→ Selected passage
-- -- --

Sport: Slalom Racing
Years Active: 1951-1966
Home Base: Geneva, Switzerland
- Silver Medal in K-1 1955 World Championships
- Established sportsmanship through international exchange and instruction
- Popularized the turning draw stroke now known as the “Duffek”
- First racer to introduce flatwater training techniques to whitewater
- Qualified for 1948 Olympic Games in K2 1000 meter event, but Communist party refused to allow him to compete.
- 27th place K-1 Slalom 1953 World Championships
- 4th place K-1 Slalom 1959 World Championships
Milo Duffek was one of the first paddlers to escape communist Czechoslovakia for the west, setting the pattern of frequent international migration that is central to the paddlesport community. Historian Bill Endicott writes: “Duffek never won a gold medal. In Merano Italy at the Worlds he won something even more precious: His Freedom.”
Duffek’s daring defection happened during the 1953 World Championships in Merano, Italy…. His trip from communist Czechoslovakia was heavily guarded. Endicott describes the event: “He was the favorite to win, but if he had won he would have been the center of attention. So he had to deliberately throw the race, deliberately miss a gate so the attention would be diverted from him that evening.”

-- -- --

→ Source data
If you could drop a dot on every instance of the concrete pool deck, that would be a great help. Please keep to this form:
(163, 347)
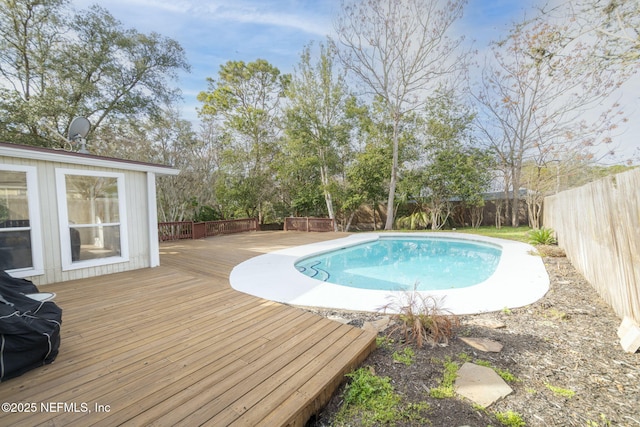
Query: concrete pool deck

-- -- --

→ Problems to solve
1. Answer these from the Milo Duffek profile, one line each:
(a) What home base does it list for him?
(b) What place did he earn in K-1 Slalom at the 1959 World Championships?
(c) In which city and country did his defection take place?
2. Please resume the Milo Duffek profile with a short paragraph that picks up after its final sentence.

→ Expected responses
1.
(a) Geneva, Switzerland
(b) 4th place
(c) Merano, Italy

2.
Milo’s guard got drunk in the festivities that followed the Worlds, and Milo escaped with the help of the Swiss team. He had traded his chance to be World Champion for a new life and freedom. From his new home in Switzerland, Duffek shared his paddling expertise with a fast-growing audience in many countries, including teaching the roll, surfing, and even eddy turns to an unfamiliar audience in the US.
Clinics he taught overseas helped establish many other centers of whitewater sport, and established a pattern of international exchange in paddling.